**What to work on:**
A - Answer these questions about the Chapter 6 flashcards, one line each:
(i) Which named property of an inner product states that ⟨v, v⟩ = 0 iff v = 0?
(ii) What must be true of u and v for the Pythagorean Theorem to apply?
(iii) What condition does the orthogonal decomposition place on v?
B - From the Chapter 6 flashcards, copy the part that opens with the words containing "Chapter 6 Flashcards" and closes with "vectors in V.".

**Source document:**
Chapter 6 Flashcards
inner product (on V)
a function that takes each ordered pair (u,v) of elements of V to a number ⟨u, v⟩ in F and has the following properties:
- positivity: ⟨v, v⟩ ≥ 0 for all v in V
- definiteness: ⟨v, v⟩ = 0 iff v = 0
- additivity in first slot: ⟨u + v, w⟩ = ⟨u, w⟩ + ⟨v, w⟩ for all u, v, w in V
- homogeneity in first slot: ⟨λu, v⟩ = λ⟨u, v⟩ for all λ in F and all v in V
- conjugate symmetry: ⟨u, v⟩ = ˜⟨v, u⟩˜ (conjugate) for all u, v in V
Pythagorean Theorem
Suppose u and v are orthogonal vectors in V.
Then ||u + v||^2 = ||u||^2 + ||v||^2
an orthogonal decomposition
Suppose u, v in V, with v ≠ 0.
Set c = ⟨u, v⟩ / ||v||^2
and w = u - (⟨u, v⟩ / ||v||^2)*v.
Then
⟨w, v⟩ = 0
and u = cv + w
Cauchy-Schwarz Inequality
Suppose u, v in V.
Then |⟨u, v⟩| ≤ ||u|| ||v||.

Object point labels

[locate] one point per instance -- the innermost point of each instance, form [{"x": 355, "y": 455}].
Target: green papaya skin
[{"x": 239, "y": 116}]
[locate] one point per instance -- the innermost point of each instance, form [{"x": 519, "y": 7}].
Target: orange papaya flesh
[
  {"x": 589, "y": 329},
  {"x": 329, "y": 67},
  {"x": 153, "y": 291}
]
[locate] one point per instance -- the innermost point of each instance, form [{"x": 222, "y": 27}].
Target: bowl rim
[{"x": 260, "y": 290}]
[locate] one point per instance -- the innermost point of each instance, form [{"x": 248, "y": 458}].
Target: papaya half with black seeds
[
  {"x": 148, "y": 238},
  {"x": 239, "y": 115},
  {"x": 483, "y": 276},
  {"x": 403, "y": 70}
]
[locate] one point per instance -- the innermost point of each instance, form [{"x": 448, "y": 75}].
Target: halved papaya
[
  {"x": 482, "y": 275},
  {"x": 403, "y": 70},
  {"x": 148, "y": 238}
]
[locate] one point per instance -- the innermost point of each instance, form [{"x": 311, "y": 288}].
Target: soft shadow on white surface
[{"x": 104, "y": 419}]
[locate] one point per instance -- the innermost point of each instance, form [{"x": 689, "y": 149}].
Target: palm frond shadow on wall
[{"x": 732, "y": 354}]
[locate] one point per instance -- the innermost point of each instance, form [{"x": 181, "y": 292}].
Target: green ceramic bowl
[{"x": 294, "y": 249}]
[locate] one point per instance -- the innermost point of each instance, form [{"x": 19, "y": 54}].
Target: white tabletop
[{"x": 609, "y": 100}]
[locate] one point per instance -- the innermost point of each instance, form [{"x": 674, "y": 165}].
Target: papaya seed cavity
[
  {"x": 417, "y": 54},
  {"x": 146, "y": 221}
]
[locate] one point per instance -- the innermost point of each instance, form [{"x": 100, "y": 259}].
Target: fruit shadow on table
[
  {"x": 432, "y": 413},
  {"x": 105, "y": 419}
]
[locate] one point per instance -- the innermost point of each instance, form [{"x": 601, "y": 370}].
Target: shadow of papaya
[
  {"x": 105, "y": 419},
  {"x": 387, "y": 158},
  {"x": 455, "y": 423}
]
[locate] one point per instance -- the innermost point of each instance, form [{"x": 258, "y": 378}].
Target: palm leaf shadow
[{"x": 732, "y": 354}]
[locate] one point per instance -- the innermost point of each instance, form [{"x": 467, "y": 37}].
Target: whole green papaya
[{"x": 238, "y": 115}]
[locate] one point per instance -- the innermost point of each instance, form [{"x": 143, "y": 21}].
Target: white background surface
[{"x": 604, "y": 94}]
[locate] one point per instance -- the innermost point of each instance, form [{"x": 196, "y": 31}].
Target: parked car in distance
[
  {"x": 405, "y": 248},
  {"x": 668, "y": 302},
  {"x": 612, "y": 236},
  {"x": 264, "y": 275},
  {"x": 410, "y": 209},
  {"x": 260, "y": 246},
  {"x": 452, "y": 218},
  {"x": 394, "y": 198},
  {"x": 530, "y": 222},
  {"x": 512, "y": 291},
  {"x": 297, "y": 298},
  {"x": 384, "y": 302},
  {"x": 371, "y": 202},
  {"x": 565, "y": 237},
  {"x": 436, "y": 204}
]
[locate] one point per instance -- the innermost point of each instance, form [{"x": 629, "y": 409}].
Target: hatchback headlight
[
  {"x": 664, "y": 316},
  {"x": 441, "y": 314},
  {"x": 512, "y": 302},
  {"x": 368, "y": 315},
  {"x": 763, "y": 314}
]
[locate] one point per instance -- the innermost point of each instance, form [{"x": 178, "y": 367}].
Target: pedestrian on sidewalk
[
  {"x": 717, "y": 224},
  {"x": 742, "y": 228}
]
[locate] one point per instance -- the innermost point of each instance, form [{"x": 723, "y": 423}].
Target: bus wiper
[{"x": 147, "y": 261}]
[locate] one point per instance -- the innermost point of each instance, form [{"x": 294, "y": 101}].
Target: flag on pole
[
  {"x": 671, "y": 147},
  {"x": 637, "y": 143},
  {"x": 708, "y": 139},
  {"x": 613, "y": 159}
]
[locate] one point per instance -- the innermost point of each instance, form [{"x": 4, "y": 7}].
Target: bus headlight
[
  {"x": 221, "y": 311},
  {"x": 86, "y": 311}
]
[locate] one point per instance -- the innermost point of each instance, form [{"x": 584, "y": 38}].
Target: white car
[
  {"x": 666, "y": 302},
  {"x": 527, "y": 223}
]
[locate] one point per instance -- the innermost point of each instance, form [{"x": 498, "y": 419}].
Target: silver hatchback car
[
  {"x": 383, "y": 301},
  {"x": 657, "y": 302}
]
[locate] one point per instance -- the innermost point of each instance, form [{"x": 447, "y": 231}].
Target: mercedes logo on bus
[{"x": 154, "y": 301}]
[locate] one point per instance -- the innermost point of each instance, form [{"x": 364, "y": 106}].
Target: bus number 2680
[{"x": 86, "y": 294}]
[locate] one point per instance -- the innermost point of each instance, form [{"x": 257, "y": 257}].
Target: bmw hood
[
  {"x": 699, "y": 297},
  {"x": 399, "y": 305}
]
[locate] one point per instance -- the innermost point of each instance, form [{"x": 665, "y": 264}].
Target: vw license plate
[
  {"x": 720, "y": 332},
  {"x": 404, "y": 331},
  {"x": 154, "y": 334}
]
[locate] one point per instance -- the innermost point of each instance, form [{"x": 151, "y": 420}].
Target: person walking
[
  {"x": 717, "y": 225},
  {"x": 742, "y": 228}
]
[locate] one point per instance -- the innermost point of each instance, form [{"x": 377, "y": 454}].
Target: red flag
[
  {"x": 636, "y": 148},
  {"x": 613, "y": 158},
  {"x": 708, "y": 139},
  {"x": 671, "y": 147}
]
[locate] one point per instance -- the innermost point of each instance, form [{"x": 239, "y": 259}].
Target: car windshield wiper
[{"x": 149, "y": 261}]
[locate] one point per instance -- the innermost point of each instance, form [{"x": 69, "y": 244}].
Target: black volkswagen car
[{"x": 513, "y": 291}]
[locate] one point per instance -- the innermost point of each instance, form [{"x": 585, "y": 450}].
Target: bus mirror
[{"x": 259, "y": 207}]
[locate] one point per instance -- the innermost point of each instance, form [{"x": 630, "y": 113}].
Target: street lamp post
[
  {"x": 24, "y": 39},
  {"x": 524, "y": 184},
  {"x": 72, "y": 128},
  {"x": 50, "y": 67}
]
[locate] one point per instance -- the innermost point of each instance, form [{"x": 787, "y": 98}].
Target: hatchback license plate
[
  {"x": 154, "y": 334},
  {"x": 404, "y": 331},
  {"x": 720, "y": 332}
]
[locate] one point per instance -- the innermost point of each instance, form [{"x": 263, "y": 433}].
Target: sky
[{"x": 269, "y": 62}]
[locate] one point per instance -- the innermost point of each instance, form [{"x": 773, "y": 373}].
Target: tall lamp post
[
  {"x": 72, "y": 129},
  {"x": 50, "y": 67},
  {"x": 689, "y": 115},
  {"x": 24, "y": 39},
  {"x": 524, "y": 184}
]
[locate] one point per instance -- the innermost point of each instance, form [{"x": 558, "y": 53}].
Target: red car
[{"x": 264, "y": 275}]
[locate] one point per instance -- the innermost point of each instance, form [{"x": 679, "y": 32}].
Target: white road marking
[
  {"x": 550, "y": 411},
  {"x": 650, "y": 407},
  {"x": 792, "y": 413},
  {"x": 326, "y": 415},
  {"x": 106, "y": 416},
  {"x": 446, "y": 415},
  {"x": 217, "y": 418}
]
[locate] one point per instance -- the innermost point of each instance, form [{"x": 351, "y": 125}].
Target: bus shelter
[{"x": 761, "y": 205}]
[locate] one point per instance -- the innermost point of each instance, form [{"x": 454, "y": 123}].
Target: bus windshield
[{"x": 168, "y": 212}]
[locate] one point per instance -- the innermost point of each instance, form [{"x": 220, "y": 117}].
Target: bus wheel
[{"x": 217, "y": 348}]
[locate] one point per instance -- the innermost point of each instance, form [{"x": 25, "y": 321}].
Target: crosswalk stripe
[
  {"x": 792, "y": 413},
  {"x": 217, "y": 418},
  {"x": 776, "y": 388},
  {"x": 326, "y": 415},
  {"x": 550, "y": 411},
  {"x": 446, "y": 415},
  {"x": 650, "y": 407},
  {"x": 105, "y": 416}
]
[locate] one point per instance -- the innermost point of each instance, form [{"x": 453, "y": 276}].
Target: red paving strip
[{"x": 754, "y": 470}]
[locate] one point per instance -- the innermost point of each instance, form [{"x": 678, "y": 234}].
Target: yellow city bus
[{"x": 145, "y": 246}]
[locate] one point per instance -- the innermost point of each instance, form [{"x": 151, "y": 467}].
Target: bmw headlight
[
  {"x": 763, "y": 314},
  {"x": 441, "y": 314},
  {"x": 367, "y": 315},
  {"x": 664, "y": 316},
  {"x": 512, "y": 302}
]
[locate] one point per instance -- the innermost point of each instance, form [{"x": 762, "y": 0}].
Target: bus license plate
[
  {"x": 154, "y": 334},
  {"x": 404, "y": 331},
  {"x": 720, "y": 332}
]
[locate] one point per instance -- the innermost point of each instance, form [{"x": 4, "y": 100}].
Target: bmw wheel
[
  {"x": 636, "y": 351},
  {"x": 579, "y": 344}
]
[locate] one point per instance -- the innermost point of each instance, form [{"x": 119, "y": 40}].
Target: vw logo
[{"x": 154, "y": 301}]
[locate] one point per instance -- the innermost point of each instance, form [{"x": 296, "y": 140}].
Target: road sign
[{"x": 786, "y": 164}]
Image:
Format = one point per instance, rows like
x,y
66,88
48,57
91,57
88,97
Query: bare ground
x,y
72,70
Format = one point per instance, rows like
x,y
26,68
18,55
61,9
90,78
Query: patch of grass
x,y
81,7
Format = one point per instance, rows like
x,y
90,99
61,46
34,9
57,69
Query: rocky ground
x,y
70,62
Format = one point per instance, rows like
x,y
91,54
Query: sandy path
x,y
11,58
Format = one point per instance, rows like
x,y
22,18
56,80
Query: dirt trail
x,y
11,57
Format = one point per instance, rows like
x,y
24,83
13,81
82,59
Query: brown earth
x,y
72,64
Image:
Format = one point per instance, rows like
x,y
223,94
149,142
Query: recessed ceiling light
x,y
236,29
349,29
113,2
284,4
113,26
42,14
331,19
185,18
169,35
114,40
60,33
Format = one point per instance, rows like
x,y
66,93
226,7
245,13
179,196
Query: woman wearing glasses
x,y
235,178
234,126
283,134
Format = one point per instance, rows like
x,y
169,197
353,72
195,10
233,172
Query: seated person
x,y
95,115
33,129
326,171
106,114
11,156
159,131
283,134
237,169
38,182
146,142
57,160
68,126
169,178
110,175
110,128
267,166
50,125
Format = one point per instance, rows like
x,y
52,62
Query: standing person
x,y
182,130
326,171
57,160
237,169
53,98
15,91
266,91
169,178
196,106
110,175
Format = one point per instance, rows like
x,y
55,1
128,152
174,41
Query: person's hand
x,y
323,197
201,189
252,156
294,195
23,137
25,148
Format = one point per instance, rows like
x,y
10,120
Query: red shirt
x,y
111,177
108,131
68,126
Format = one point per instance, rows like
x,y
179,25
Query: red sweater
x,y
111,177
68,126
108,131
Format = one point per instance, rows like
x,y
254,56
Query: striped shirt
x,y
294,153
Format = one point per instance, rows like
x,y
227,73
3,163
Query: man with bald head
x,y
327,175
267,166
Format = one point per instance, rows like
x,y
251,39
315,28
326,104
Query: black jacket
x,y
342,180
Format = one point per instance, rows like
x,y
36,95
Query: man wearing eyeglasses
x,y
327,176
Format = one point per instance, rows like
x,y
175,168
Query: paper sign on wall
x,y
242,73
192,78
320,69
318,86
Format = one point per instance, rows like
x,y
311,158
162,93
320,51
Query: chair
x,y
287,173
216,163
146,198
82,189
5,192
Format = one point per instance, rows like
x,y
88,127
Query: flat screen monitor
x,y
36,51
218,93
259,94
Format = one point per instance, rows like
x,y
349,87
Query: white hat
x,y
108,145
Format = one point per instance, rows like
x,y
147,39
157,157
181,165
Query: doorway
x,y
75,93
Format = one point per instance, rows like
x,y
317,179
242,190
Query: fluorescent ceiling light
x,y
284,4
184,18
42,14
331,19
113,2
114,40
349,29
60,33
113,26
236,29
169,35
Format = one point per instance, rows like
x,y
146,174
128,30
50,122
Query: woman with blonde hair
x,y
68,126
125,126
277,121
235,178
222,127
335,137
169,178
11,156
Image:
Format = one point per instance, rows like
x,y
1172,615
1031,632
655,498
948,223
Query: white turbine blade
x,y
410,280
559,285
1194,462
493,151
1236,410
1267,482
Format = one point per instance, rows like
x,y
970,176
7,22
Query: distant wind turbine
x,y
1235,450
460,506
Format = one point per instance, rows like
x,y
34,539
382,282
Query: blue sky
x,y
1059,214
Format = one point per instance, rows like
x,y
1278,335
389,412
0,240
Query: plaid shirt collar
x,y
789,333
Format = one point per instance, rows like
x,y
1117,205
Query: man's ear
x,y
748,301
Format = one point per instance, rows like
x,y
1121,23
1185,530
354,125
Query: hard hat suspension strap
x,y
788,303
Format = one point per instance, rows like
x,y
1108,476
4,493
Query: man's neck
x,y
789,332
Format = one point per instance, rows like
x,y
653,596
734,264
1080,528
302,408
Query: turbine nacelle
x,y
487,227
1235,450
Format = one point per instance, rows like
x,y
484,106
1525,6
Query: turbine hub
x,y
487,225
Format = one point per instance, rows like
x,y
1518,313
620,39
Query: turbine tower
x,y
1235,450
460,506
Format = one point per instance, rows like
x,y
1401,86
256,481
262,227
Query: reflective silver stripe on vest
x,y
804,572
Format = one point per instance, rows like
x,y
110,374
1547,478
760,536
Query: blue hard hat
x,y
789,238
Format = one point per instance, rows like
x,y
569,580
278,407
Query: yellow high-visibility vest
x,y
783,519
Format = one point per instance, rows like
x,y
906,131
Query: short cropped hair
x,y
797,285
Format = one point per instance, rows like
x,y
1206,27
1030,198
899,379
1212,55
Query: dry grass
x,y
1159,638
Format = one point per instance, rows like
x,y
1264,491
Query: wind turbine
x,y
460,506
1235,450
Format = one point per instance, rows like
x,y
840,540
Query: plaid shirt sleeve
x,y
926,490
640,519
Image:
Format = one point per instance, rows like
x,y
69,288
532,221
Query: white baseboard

**Solutions per task:**
A -
(i) Definiteness.
(ii) They must be orthogonal vectors in V.
(iii) v ≠ 0.

B -
Chapter 6 Flashcards
inner product (on V)
a function that takes each ordered pair (u,v) of elements of V to a number ⟨u, v⟩ in F and has the following properties:
- positivity: ⟨v, v⟩ ≥ 0 for all v in V
- definiteness: ⟨v, v⟩ = 0 iff v = 0
- additivity in first slot: ⟨u + v, w⟩ = ⟨u, w⟩ + ⟨v, w⟩ for all u, v, w in V
- homogeneity in first slot: ⟨λu, v⟩ = λ⟨u, v⟩ for all λ in F and all v in V
- conjugate symmetry: ⟨u, v⟩ = ˜⟨v, u⟩˜ (conjugate) for all u, v in V
Pythagorean Theorem
Suppose u and v are orthogonal vectors in V.